* **Data supplied**
__________________________________________________

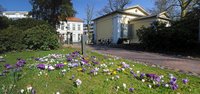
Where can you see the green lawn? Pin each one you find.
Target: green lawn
(110, 82)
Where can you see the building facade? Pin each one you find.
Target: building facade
(14, 15)
(121, 26)
(70, 30)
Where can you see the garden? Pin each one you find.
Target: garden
(66, 71)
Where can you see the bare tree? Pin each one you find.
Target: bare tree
(114, 5)
(175, 8)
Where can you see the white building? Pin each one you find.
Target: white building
(16, 14)
(70, 30)
(121, 26)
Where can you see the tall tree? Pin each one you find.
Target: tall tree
(52, 10)
(177, 8)
(114, 5)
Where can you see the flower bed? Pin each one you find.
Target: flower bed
(87, 74)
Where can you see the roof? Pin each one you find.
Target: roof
(139, 7)
(74, 19)
(148, 17)
(120, 12)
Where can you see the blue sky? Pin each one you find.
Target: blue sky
(79, 5)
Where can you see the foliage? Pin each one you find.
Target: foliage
(181, 36)
(41, 37)
(11, 38)
(52, 10)
(114, 5)
(62, 80)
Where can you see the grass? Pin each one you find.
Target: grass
(102, 83)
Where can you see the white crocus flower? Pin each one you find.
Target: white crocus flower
(22, 90)
(143, 80)
(78, 82)
(29, 88)
(166, 85)
(150, 86)
(124, 85)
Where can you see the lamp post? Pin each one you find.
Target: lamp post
(199, 30)
(83, 39)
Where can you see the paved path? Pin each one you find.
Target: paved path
(172, 62)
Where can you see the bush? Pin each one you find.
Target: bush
(177, 38)
(11, 39)
(41, 37)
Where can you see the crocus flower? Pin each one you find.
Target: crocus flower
(185, 81)
(20, 63)
(59, 65)
(69, 59)
(132, 72)
(6, 71)
(41, 66)
(73, 77)
(131, 89)
(50, 68)
(78, 82)
(174, 87)
(124, 85)
(8, 66)
(124, 65)
(22, 90)
(33, 91)
(95, 62)
(142, 76)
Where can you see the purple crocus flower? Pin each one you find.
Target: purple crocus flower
(131, 89)
(151, 76)
(20, 63)
(75, 65)
(124, 65)
(84, 69)
(157, 79)
(73, 77)
(8, 66)
(60, 65)
(142, 75)
(33, 91)
(173, 81)
(41, 66)
(185, 81)
(2, 74)
(132, 72)
(37, 59)
(83, 61)
(6, 71)
(95, 62)
(69, 59)
(174, 87)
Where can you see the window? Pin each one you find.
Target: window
(73, 27)
(79, 27)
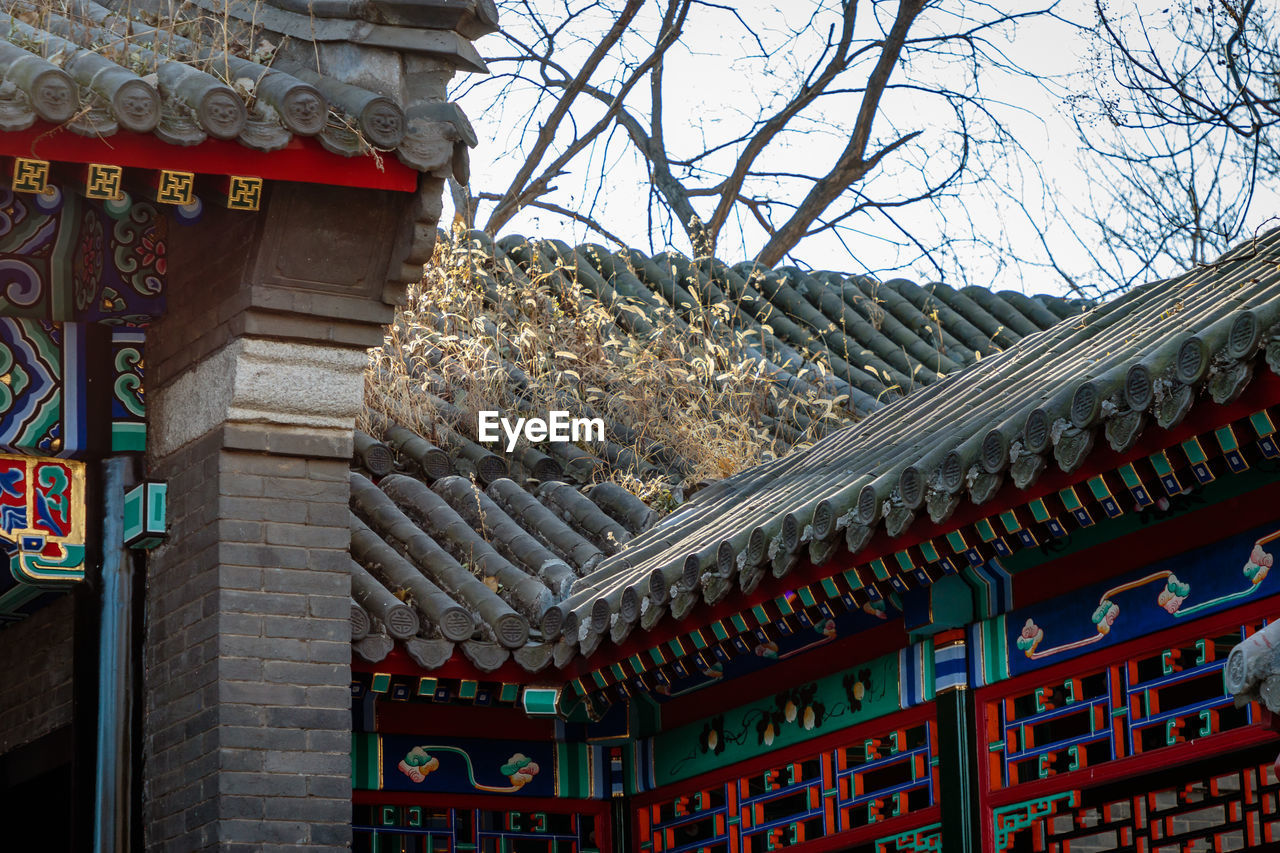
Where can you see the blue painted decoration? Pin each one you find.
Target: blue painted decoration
(1141, 602)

__________________________________________________

* **Your instructions**
The data above is to be printed exactly, all of it, except for the pictures.

* **Response to the exercise**
Where can you see the green lawn? Pin each one you find.
Target: green lawn
(110, 82)
Where can you see the building facade? Pin each one you find.
Target: building facade
(14, 15)
(121, 26)
(70, 30)
Where can you see the garden? Pin each one you find.
Target: garden
(66, 71)
Where can you see the bare tree? Pin each one you find.
Target: bare tree
(114, 5)
(175, 8)
Where can you see the white building? Pin each one you find.
Target: white building
(16, 14)
(70, 30)
(121, 26)
Where can you see the tall tree? Pin each one you find.
Target: tall tree
(52, 10)
(177, 8)
(114, 5)
Where can you see the flower bed? Pin each one you find.
Target: flower bed
(87, 74)
Where can you see the roof? Pin each one you find.
Target: roof
(139, 7)
(74, 19)
(148, 17)
(120, 12)
Where can you see the blue sky? Pin each one you find.
Target: blue sky
(79, 5)
Where can you see the foliage? Pin each one you find.
Target: foliage
(181, 36)
(41, 37)
(11, 38)
(52, 10)
(114, 5)
(62, 80)
Where can you see the grass? Pin each one you find.
Target: grass
(102, 83)
Where can you see the white crocus flower? Pin each one you find.
Target: white crocus flower
(22, 90)
(143, 80)
(78, 82)
(29, 88)
(166, 85)
(150, 86)
(124, 85)
Where can you see the lamp post? Pin each one you find.
Target: lamp post
(199, 30)
(83, 39)
Where can you see the paved path? Pin each one you find.
Target: paved path
(172, 62)
Where can you see the bush? Pin each one you find.
Target: bush
(177, 38)
(11, 39)
(41, 37)
Where can you see the crocus flower? Pin each one you find.
Target: crocus flower
(185, 81)
(20, 63)
(59, 65)
(69, 59)
(132, 72)
(6, 71)
(41, 66)
(73, 77)
(131, 89)
(50, 68)
(78, 82)
(174, 87)
(124, 85)
(8, 66)
(124, 65)
(22, 90)
(33, 91)
(95, 62)
(142, 76)
Where can you see the purple crocus flower? Pin each one you find.
Target: purple crocus flower
(131, 89)
(151, 76)
(20, 63)
(75, 65)
(124, 65)
(84, 69)
(157, 79)
(73, 77)
(8, 66)
(60, 65)
(142, 75)
(33, 91)
(173, 81)
(41, 66)
(185, 81)
(2, 74)
(132, 72)
(37, 59)
(83, 61)
(6, 71)
(95, 62)
(69, 59)
(174, 87)
Where can you see the window? Pin each one you find.
Target: window
(73, 27)
(79, 27)
Where can you see the blue painted decoration? Pin each one you find.
Target: blue painted decoration
(1141, 602)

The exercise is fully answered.